Provided material
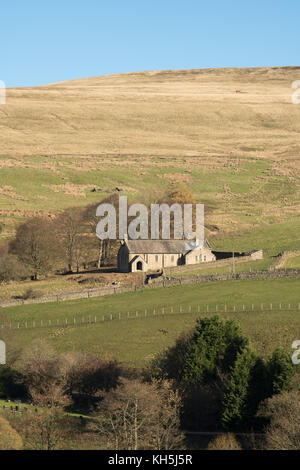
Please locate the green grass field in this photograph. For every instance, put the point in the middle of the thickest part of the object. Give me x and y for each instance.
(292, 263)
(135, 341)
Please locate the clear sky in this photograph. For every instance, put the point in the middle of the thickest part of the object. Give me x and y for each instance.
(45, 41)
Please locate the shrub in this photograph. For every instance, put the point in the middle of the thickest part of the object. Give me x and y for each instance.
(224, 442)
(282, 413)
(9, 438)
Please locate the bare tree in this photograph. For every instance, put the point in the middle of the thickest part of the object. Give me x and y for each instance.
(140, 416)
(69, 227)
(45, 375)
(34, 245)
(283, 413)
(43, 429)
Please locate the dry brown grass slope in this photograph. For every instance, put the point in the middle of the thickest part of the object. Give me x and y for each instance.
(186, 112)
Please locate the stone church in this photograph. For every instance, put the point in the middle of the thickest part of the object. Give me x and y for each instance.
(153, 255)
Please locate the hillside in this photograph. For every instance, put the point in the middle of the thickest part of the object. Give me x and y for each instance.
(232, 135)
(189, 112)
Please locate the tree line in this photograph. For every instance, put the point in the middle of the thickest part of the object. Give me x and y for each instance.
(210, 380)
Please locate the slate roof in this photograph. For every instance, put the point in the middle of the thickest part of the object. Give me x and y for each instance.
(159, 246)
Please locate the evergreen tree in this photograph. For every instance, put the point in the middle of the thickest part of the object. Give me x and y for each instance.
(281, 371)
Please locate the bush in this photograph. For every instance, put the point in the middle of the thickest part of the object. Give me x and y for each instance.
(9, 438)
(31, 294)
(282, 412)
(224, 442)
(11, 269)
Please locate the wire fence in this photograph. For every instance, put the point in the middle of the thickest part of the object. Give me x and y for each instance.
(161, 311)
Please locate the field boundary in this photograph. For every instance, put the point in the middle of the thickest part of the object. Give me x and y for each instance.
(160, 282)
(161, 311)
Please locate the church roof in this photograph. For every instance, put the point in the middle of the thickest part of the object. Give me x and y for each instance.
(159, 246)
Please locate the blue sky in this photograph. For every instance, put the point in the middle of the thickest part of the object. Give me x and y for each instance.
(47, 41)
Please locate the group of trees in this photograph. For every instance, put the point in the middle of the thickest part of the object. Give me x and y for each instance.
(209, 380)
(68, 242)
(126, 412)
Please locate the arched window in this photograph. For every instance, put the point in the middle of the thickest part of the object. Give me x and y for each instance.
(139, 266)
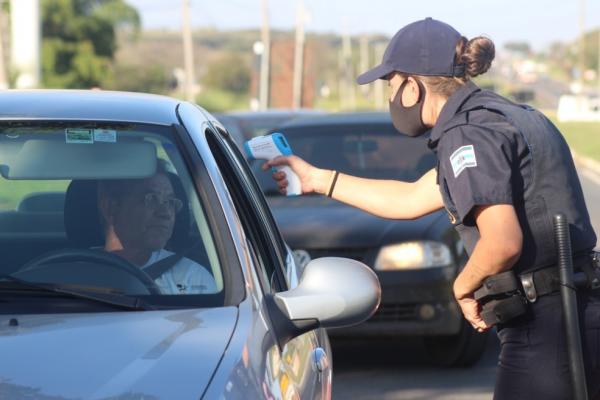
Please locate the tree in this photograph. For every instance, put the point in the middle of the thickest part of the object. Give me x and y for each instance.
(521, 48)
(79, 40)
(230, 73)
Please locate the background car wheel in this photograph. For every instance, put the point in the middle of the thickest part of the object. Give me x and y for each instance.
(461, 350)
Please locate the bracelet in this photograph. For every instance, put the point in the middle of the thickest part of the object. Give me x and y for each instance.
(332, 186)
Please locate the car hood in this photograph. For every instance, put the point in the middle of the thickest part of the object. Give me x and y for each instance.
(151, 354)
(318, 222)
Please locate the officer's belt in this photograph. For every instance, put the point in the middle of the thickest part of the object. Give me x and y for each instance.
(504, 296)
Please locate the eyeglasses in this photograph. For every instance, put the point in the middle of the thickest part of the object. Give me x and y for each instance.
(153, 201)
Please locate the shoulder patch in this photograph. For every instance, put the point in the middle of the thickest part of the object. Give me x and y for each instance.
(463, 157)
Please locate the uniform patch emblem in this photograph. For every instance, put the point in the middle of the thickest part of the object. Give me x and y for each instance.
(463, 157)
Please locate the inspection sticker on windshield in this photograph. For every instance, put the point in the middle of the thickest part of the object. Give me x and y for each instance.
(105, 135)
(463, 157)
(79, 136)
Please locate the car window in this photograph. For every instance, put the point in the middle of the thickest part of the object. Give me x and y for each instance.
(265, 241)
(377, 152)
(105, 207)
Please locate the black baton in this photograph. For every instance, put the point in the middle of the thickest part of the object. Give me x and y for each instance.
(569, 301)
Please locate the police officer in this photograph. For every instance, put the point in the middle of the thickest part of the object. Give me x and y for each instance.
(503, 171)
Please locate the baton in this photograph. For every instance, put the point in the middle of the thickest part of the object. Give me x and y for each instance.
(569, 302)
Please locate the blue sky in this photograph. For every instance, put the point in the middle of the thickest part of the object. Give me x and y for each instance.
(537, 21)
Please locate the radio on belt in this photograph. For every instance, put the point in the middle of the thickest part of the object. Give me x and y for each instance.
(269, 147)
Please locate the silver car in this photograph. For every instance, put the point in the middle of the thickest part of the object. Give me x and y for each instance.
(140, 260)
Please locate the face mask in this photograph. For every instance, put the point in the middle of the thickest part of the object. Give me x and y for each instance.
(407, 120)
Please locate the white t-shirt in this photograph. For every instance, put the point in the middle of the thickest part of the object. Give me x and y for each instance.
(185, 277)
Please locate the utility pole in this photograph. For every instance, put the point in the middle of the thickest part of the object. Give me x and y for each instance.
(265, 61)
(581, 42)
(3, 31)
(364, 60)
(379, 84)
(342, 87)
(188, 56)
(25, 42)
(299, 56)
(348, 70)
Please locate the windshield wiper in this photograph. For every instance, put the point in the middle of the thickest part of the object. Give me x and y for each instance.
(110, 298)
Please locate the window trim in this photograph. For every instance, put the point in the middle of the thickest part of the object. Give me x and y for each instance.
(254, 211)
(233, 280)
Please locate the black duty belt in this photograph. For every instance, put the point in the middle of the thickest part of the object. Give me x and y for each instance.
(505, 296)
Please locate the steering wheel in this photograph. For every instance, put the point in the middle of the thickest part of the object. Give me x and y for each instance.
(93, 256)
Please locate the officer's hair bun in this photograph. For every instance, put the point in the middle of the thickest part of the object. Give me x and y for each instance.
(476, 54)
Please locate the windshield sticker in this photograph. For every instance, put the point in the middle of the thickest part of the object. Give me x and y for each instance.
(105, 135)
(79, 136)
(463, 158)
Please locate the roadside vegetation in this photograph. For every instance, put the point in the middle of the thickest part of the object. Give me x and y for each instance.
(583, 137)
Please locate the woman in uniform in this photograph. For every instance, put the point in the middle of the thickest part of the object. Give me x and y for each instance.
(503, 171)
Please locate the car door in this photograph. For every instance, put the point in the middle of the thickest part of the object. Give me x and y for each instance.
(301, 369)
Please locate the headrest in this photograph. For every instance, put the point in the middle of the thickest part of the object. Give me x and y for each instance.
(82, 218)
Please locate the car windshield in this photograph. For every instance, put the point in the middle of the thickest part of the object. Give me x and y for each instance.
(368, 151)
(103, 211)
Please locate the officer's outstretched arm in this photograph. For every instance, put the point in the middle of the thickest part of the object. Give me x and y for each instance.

Given exercise
Go through the material above and print all of it exactly, except the pictures.

Task answer
Please locate the green grass field in this photograph. For every instance, put the point in the middle of the thickest part of the object. Give me x and y for each instance.
(292, 263)
(135, 341)
Please locate the clear sky in this photograph. For every instance, put the point in the middle of the thickest part of the object. Give me x and y for each instance.
(45, 41)
Please locate the shrub in this photograph. For every instance, put the point in the middle of the thickest part of the object. Give me x and y for each instance.
(224, 442)
(282, 413)
(9, 438)
Please locate the bare tree in this photograph. For every instance, put the point in the middle of the thickest part of the object. Give me x and y for each instance.
(140, 416)
(69, 227)
(45, 375)
(34, 245)
(283, 413)
(43, 429)
Please locate the dry brown grass slope in this photograph. For every instance, put the point in the middle of the thickest part of the object. Give me x and y for each instance.
(186, 112)
Please locate the stone church in this photograph. For every instance, put the point in the middle of the thickest part of the object. Give me x and y for each instance.
(153, 255)
Please locate the hillside in this photograph. For every instance, put the point in the middle of the thickest part of the object. Give me x and y for each instance.
(232, 135)
(189, 112)
Please locate the tree line in this photograph. For every instance, put the point in the middle of the thickest part of the object. Give me x and y for each instance.
(210, 380)
Please locate the slate roof in this photograph. For every instance, put the point in the middle of the thickest part of the object. Give me x and y for each instance.
(159, 246)
Please locate the evergreen tree in this photograph. For every instance, put the point in the middle of the thickest part of the object. Give me x and y for each instance.
(281, 371)
Please locate the bush in this photograph. For every instance, put the point in the middle of the thickest part of the object. Give me x and y for each instance.
(9, 438)
(31, 294)
(282, 412)
(224, 442)
(11, 269)
Please locate the wire fence in this photograph. For every instance, put the point in the middle of the thickest part of the object. Give me x and y for each instance.
(161, 311)
Please locate the field boundary in this photograph. For every instance, put the point in the middle of the thickest part of the object. Give me x and y for each instance.
(160, 282)
(161, 311)
Please locate the church roof in this photograph. For every instance, put the point in the middle of the thickest part of the object. Give me x and y for each instance.
(159, 246)
Please locate the blue sky in this photograph. For every instance, put the point in the middle of the thickest part of the object. Give me x and y for each instance.
(47, 41)
Please locate the group of trees in this photograph. For every instance, put the point in the middle of the thickest part of the object. Give me x and y for each instance.
(209, 380)
(68, 242)
(126, 412)
Please locate the arched window in this photograph. For every instance, put the point in the middle of the thickest part of the object. Give me x and y for each instance.
(139, 266)
Please locate the tree in this photograph. For every instance, put the point in the middle of the thickest part of the object. Give me x and y for each instance.
(521, 48)
(79, 40)
(230, 73)
Please locate the background car wheel in this photograph. For every instance, put the point in the middle of the thickest part of the object. Give me x and y for each instance.
(461, 350)
Please locate the bracelet in this photograph. For every instance, put the point in the middle of the thickest part of the object. Give me x and y for each instance.
(332, 186)
Please locate the car hood in this photograph. For every instance, put the point in the middle of the thickest part of the object. Give me x and y for each instance.
(151, 354)
(318, 222)
Please locate the officer's belt in this photograph. For every instance, put the point in the middle of the thickest part of the object. Give me x and y for each instance.
(504, 296)
Please locate the eyeglasses in this photograph. For every instance, put the point in the middle of the thickest part of the object. Give me x and y for each instance.
(153, 201)
Please locate the shoulder patch in this photograph. For every instance, put the point in the middle of the thickest part of the object. Give me x and y for each instance.
(463, 157)
Please locate the uniform patch emblem in this photograph. For every instance, put the point in the middle of the thickest part of the object. Give me x and y for each instance.
(463, 157)
Please locate the inspection sticker on windshield in this photograph. For every instance, put the point in the middle of the thickest part of the object. Give me x and y for each instance.
(105, 135)
(463, 157)
(79, 136)
Please locate the car window in this photograph. For every instance, put the point in the middle of the thickest part of the object. Give me x and y for each instance.
(265, 241)
(377, 152)
(105, 207)
Please locate the black baton in this photograph. For every instance, put the point in the middle of the thickest part of the object. Give me x and y for each instance.
(569, 301)
Please locate the police officer in this photograph. For every instance, put the point in the middle of the thickest part of the object. Give me x and y for each instance.
(503, 171)
Please locate the baton in this photograph. For every instance, put the point in the middle of the thickest part of the object. Give me x and y for each instance.
(569, 302)
Please locate the blue sky in this photograph. For every instance, put the point in the middle of the thickest part of the object. Give me x and y for each instance.
(537, 21)
Please locate the radio on belt in this photograph. For every instance, put the point in the middle of the thickest part of the object. Give me x and y for each instance.
(269, 147)
Please locate the silver car in this photograph. For every instance, put the point in the middle of the thickest part of the object. Give me x and y for each instance.
(140, 260)
Please locate the face mask in this photograph. For every instance, put the point in the middle of the thickest part of the object. Give me x and y for each instance.
(407, 120)
Please locate the white t-shirt in this photograph. For every instance, put the point in the middle of the thickest part of the object. Give me x and y for each instance.
(185, 277)
Please locate the utility pole in this photograph. For every instance, put the point in the middle of the thickest part of the object. Give me x and y for each instance.
(265, 61)
(581, 42)
(3, 31)
(364, 60)
(379, 84)
(342, 87)
(188, 56)
(25, 42)
(299, 56)
(348, 70)
Please locate the windshield wiper in this photograph. For every instance, put the point in the middle of the thickest part of the object. Give me x and y for each instance.
(110, 298)
Please locate the window trim in this photograph. For every instance, put the point in the middle of the thickest part of the object. Give me x and y for each instance.
(254, 211)
(233, 280)
Please locate the black duty belt in this photograph. For every instance, put the point in the middle of the thickest part of the object. Give me x and y for each instance.
(505, 296)
Please locate the steering wheel in this photograph. For every instance, put the point in the middle of the thickest part of the object. Give me x and y for each instance.
(93, 256)
Please locate the officer's hair bun in this photograph. For every instance, put the point in the middle of the thickest part of the object. Give me x and y for each instance.
(476, 54)
Please locate the windshield sticker in this photograph. For every instance, put the point in the middle of the thickest part of the object. Give me x and y for each instance.
(105, 135)
(79, 136)
(463, 158)
Please locate the roadside vegetation in this photograph. For every instance, put the point in the middle of the thickest part of the object. Give me x and y for each instance.
(583, 137)
Please locate the woman in uniform in this photograph. For every instance, put the point in the middle of the thickest part of the object. Give me x and y for each instance.
(503, 171)
Please locate the car door in this photograph. For every instance, put the point in the middle of the thickest part of the object. Give me x and y for each instance.
(301, 369)
Please locate the headrest in this photograph. For every instance, put the point in the middle of the thickest part of the object. Give me x and y for each instance.
(82, 218)
Please locate the car windshield in this photograph. For every instance, put the point in the middle of the thickest part of the object. Give me x and y for each instance.
(368, 151)
(103, 211)
Please locate the officer's outstretched arm in this photograph. For every instance, put the point in the middle of the thickest part of the object. Give me x and y for each instance.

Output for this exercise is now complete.